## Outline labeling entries
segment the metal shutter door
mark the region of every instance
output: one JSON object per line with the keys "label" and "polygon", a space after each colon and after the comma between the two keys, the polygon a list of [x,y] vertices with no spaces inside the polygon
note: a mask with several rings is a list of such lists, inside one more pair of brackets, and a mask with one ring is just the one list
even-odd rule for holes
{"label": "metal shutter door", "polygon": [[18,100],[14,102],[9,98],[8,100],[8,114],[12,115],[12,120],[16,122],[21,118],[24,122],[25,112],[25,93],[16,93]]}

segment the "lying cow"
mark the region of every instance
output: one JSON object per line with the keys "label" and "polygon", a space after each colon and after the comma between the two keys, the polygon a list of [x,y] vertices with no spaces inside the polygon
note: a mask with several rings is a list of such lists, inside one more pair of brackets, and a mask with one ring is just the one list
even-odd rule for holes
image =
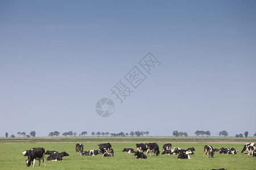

## What you are asked to do
Reproduce every entry above verbatim, leaving out the pictures.

## Task output
segment the metal shutter door
mark the region of every instance
output: one JSON object per line with the keys "label" and "polygon", a space after each colon and after the comma between the two keys, the polygon a list of [x,y] vertices with no spaces inside the polygon
note: a mask with several rings is a list of such lists, inside one more pair of brackets, and a mask with one ring is just the one list
even-odd rule for holes
{"label": "metal shutter door", "polygon": [[18,100],[14,102],[9,98],[8,100],[8,114],[12,115],[12,120],[16,122],[21,118],[24,122],[25,112],[25,93],[16,93]]}

segment the "lying cow"
mark the region of every instance
output: one JSON object per line with the keys "label" and "polygon", a space after each colon and after the comma between the two keys, the polygon a list of [x,y] vertices with no spaces inside the polygon
note: a mask with several rings is a list of such lists, inside one more pair of brackets, and a mask with one ring is just the one list
even-odd rule for holes
image =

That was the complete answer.